* [What is needed]: Please copy out the full listing that follows exactly; no picture belongs in the copy.

===== Data supplied =====

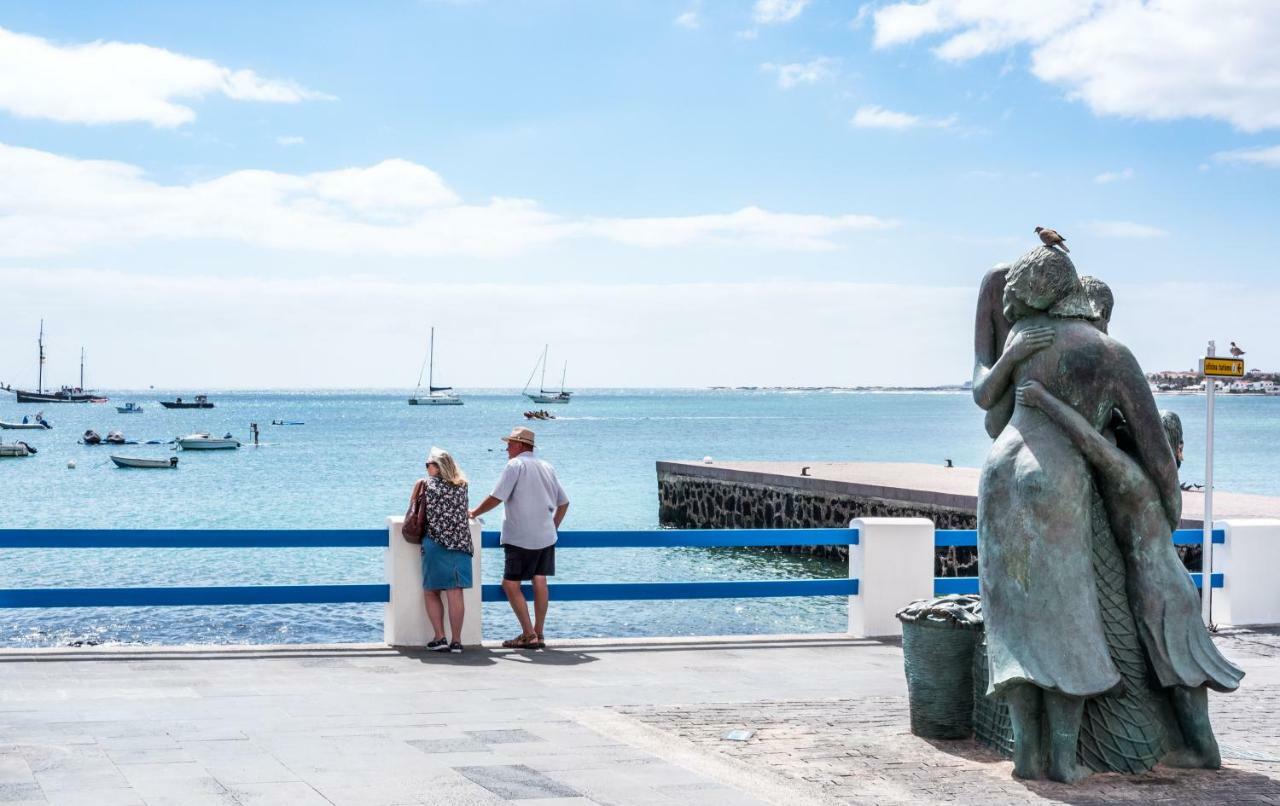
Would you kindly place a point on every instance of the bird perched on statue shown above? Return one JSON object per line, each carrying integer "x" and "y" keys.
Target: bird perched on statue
{"x": 1051, "y": 238}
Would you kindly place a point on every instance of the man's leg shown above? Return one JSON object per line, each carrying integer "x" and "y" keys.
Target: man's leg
{"x": 1025, "y": 711}
{"x": 542, "y": 598}
{"x": 516, "y": 598}
{"x": 1064, "y": 714}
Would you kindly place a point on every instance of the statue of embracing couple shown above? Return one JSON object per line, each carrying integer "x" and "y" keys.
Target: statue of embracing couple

=====

* [Answer box]:
Would you kindly place a point on every instance of the bird perched on statue shown above? Return one JSON object per line, each carrying integer "x" and "y" keys.
Target: bird perched on statue
{"x": 1051, "y": 238}
Would you kindly place a point on every instance of the man's leg shown above? Return one JSON object per line, each carrying integer "x" and "y" keys.
Target: man's leg
{"x": 1025, "y": 711}
{"x": 542, "y": 598}
{"x": 516, "y": 598}
{"x": 1064, "y": 714}
Would you kindly place a point on every instance of the statue of embracing couple shown above? Return one JSON object per line, each carrying integer "x" and "y" keys.
Target: statue of embracing couple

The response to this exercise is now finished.